Records from a data source:

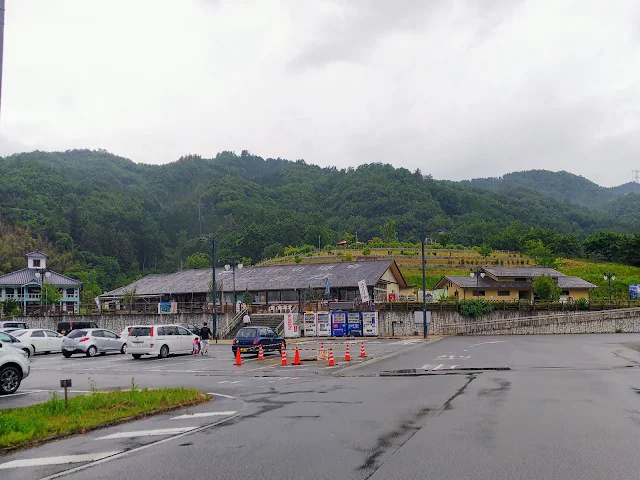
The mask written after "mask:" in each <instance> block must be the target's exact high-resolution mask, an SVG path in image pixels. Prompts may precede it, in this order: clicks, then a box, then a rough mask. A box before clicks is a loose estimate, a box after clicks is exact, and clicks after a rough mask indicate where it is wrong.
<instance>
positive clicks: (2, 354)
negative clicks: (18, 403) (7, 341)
mask: <svg viewBox="0 0 640 480" xmlns="http://www.w3.org/2000/svg"><path fill="white" fill-rule="evenodd" d="M30 370H31V367H30V365H29V359H28V358H27V354H26V353H24V352H23V351H22V350H16V349H15V348H11V347H9V346H7V344H6V343H2V342H0V395H8V394H10V393H14V392H15V391H16V390H18V387H20V382H22V380H24V379H25V378H27V377H28V376H29V372H30Z"/></svg>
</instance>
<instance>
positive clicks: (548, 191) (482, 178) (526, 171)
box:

• How to complete this task: Give only the number of lines above holding "positive".

• Answer to this exercise: 2